Im Hinblick auf die Eilbedürftigkeit hat die Kammer die Beigeladenen zu 1 – 8 nicht angehört. Sie hat aber den Prozessbevollmächtigten des Beigeladenen zu 9) telefonisch angehört. Dieser ist der Auffassung, er müsse zunächst mit seinem Mandanten Rücksprache nehmen, da bezüglich der Vertragsverhandlungen ein neuer Sachvortrag erfolgt sei. Es bestehe auch kein Anordnungsgrund, Eilbedürftigkeit sei nicht gegeben, die Antragsstellerin könne Patienten nicht behandeln. Das Problem sei auch, dass sein Mandant Patienten behandeln müsse und dies im Rahmen des vollen Versorgungsauftrags tue. Es seien auch die Interessen seines Mandanten zu schützen. Es könne ihm nicht zugemutet werden, die hälftige Zulassung zu verlieren, ohne hierfür einen Kaufpreis zu erhalten. Der Antrag sei daher abzulehnen.
Die Kammer hat mit Beschluss vom 04.08.2010 die Beiladung ausgesprochen.
II.
Der Antrag auf Anordnung der sofortigen Vollziehbarkeit des Beschlusses des Zulassungsausschusses vom 03.12. 2010 ist zulässig und begründet.
Das Gericht der Hauptsache kann auf Antrag in den Fällen, in denen Widerspruch oder Anfechtungsklage aufschiebende Wirkung haben, die sofortige Vollziehung ganz oder teilweise anordnen. Die Wiederherstellung der aufschiebenden Wirkung oder die Anordnung der sofortigen Vollziehung kann mit Auflagen versehen oder befristet werden. Das Gericht der Hauptsache kann auf Antrag die Maßnahmen jederzeit ändern oder aufheben. Der Antrag ist schon vor Klageerhebung zulässig (§ 86b Abs. 1 Satz 1 Nr. 1, Satz 3 und 4, Abs. 3 Sozialgerichtsgesetz – SGG -).

Vorliegende Einträge:
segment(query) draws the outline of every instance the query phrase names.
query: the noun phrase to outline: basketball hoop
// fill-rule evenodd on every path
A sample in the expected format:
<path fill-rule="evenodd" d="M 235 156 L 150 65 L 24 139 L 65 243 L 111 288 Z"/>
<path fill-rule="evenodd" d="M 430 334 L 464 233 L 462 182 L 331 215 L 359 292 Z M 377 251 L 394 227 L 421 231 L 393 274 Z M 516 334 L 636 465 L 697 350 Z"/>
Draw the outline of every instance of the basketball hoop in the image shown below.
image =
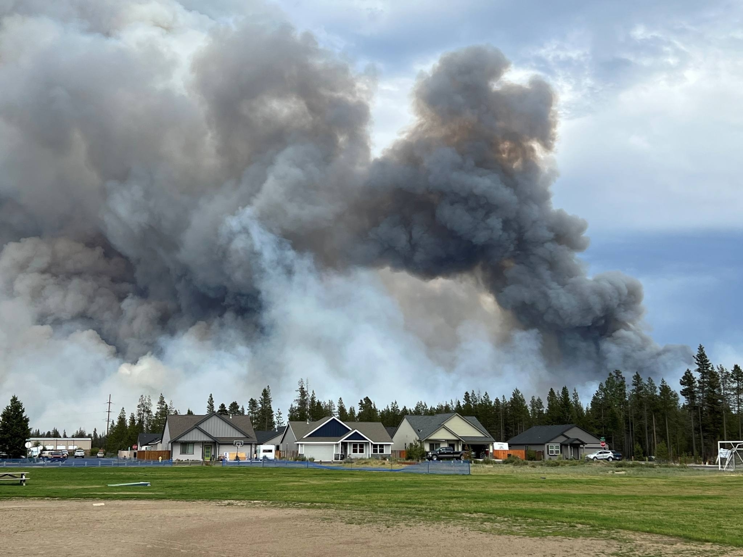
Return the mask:
<path fill-rule="evenodd" d="M 235 460 L 238 462 L 240 461 L 240 447 L 244 444 L 245 443 L 244 441 L 233 441 L 233 445 L 235 446 Z"/>

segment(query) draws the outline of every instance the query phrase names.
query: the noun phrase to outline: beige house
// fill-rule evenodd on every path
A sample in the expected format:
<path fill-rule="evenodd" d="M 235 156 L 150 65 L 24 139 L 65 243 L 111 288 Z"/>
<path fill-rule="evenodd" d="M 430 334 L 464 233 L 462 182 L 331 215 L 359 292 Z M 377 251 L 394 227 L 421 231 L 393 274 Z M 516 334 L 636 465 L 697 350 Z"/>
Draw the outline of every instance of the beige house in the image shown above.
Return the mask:
<path fill-rule="evenodd" d="M 451 412 L 403 417 L 392 437 L 392 450 L 407 450 L 415 441 L 422 443 L 426 451 L 450 446 L 455 451 L 469 449 L 481 457 L 492 453 L 495 440 L 474 416 Z"/>

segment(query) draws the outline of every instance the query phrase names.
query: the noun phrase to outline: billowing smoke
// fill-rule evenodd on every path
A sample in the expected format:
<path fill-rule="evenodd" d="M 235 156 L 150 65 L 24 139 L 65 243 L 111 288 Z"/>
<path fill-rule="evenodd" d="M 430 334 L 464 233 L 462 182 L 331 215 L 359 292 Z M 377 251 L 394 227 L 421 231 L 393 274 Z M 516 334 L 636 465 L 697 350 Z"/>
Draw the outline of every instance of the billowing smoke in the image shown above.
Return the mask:
<path fill-rule="evenodd" d="M 41 426 L 62 396 L 285 405 L 309 377 L 410 403 L 689 357 L 643 331 L 637 281 L 587 276 L 554 94 L 492 47 L 421 74 L 372 160 L 373 73 L 259 4 L 0 15 L 0 388 Z"/>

Was zu tun ist:
#1 Gib aus dem Auszug den Abschnitt von „Das Gericht der Hauptsache kann auf Antrag in“ bis „Sozialgerichtsgesetz – SGG -).“ wortgetreu wieder.
#2 Wen hat die Kammer laut dem Auszug telefonisch angehört?
Die Einträge sind eigenständiges Material und gehören nicht zum Auszug.

Lösungen:
#1
Das Gericht der Hauptsache kann auf Antrag in den Fällen, in denen Widerspruch oder Anfechtungsklage aufschiebende Wirkung haben, die sofortige Vollziehung ganz oder teilweise anordnen. Die Wiederherstellung der aufschiebenden Wirkung oder die Anordnung der sofortigen Vollziehung kann mit Auflagen versehen oder befristet werden. Das Gericht der Hauptsache kann auf Antrag die Maßnahmen jederzeit ändern oder aufheben. Der Antrag ist schon vor Klageerhebung zulässig (§ 86b Abs. 1 Satz 1 Nr. 1, Satz 3 und 4, Abs. 3 Sozialgerichtsgesetz – SGG -).

#2 Den Prozessbevollmächtigten des Beigeladenen zu 9).